### Exercise description:
How many lines in the records below contain the string "shaped"? Case counts, and your reply should be only the number.

### Data:
──────────────────────────────
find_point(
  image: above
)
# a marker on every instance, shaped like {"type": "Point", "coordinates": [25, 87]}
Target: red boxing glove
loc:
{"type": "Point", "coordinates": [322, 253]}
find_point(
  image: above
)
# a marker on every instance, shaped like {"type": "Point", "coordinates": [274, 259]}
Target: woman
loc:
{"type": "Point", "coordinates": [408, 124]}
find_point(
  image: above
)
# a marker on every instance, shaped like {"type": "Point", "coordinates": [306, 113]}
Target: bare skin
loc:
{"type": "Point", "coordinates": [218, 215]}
──────────────────────────────
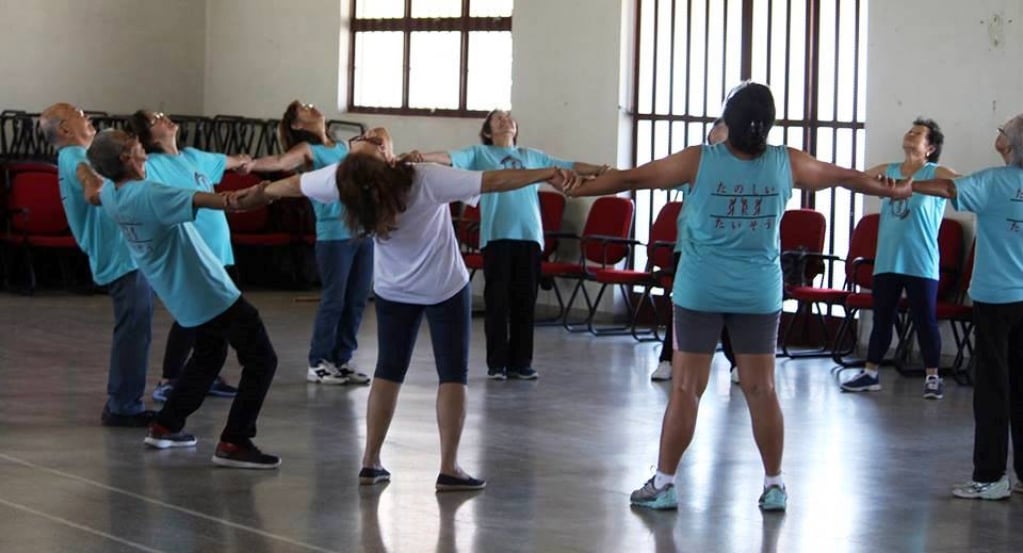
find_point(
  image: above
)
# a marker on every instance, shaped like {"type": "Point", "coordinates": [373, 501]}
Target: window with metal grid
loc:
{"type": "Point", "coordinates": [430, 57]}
──────────────────────────────
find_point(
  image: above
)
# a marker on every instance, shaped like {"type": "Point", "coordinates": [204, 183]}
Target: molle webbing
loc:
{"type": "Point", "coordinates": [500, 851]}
──────────────────────────────
### Solution to the problem:
5